• [Short problem] Pull out each line in the records below that contains the word "parked", and copy every such line in full.

-- START Material for this task --

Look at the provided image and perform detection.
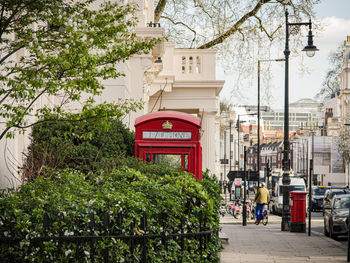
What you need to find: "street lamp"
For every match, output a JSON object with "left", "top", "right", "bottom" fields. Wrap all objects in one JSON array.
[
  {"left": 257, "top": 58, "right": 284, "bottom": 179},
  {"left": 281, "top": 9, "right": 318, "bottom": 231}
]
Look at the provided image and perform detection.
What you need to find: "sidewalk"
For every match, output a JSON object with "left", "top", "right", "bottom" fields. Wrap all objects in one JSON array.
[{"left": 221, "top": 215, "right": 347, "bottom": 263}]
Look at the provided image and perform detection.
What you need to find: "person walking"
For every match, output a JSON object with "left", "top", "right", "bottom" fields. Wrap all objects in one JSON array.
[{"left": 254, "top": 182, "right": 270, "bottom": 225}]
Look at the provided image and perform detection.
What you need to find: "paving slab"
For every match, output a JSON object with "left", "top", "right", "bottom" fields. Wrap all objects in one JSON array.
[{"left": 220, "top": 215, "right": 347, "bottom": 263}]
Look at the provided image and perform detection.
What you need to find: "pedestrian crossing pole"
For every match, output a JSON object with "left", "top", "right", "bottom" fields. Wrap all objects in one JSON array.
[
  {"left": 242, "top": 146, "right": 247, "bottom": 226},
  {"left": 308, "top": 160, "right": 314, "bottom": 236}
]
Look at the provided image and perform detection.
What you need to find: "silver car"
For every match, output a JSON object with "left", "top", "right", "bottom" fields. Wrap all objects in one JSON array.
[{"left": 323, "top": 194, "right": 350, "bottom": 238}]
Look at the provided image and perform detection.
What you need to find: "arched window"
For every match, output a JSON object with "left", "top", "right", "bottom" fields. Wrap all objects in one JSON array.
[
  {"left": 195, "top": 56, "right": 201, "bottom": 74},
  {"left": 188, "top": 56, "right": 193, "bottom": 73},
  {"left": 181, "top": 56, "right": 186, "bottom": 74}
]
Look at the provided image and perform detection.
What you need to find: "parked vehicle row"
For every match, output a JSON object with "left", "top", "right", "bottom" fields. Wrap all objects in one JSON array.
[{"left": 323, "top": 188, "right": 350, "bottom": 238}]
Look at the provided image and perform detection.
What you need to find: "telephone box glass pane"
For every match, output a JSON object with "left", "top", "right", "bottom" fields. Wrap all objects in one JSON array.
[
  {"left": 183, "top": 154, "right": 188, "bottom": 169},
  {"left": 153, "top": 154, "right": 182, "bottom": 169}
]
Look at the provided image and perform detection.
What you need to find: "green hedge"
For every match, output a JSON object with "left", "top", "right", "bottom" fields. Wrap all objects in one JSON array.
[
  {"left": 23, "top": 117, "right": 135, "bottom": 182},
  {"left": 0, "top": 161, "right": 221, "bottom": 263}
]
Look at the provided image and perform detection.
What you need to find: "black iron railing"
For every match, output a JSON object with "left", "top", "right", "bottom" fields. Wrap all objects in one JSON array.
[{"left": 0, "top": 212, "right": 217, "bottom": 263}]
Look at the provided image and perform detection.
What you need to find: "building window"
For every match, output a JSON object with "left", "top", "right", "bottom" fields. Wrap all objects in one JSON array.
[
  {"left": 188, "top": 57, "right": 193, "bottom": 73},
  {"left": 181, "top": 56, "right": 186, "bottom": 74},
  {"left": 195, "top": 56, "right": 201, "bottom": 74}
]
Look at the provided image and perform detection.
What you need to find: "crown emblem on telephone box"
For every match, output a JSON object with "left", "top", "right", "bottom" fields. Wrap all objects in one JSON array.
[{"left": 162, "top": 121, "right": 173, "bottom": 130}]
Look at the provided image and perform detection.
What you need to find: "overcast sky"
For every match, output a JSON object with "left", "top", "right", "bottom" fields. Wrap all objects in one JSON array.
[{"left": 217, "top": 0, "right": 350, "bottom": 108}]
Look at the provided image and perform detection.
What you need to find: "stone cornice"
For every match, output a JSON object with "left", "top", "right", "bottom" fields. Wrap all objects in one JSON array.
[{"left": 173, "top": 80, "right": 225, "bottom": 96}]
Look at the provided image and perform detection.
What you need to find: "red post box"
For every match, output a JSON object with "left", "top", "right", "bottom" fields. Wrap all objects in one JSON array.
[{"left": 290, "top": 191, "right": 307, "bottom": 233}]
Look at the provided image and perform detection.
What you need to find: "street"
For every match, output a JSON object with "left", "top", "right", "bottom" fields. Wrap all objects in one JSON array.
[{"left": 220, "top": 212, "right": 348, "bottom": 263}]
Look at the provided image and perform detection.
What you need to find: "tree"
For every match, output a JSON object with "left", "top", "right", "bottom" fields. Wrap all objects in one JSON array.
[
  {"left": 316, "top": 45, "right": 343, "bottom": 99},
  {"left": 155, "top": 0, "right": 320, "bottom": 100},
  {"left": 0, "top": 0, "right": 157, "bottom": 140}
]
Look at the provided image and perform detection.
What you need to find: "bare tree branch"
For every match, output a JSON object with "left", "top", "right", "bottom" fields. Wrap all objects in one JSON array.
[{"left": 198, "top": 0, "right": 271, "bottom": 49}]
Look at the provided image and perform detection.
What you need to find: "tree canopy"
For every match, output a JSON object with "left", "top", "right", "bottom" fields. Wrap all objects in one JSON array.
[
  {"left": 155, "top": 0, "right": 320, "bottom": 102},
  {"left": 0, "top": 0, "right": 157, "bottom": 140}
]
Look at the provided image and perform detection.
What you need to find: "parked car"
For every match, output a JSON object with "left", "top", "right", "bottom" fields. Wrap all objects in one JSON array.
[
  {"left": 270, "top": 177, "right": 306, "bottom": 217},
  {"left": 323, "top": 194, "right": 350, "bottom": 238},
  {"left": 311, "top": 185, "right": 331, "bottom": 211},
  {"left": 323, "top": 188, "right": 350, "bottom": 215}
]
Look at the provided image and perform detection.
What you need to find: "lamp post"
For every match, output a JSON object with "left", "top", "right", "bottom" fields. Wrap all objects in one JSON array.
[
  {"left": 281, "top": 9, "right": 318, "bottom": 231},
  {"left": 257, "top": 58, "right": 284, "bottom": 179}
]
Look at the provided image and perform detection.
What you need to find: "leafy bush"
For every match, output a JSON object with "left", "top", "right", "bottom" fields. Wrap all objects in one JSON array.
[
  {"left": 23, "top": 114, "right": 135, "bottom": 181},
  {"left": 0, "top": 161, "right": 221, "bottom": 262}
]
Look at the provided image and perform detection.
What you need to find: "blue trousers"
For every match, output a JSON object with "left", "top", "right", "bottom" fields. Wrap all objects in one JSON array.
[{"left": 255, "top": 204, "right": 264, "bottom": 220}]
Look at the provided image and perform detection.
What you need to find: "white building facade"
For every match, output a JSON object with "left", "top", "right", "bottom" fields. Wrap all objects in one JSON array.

-- END Material for this task --

• [Exercise answer]
What you need to find: "parked vehicle row"
What you need to find: "parked car"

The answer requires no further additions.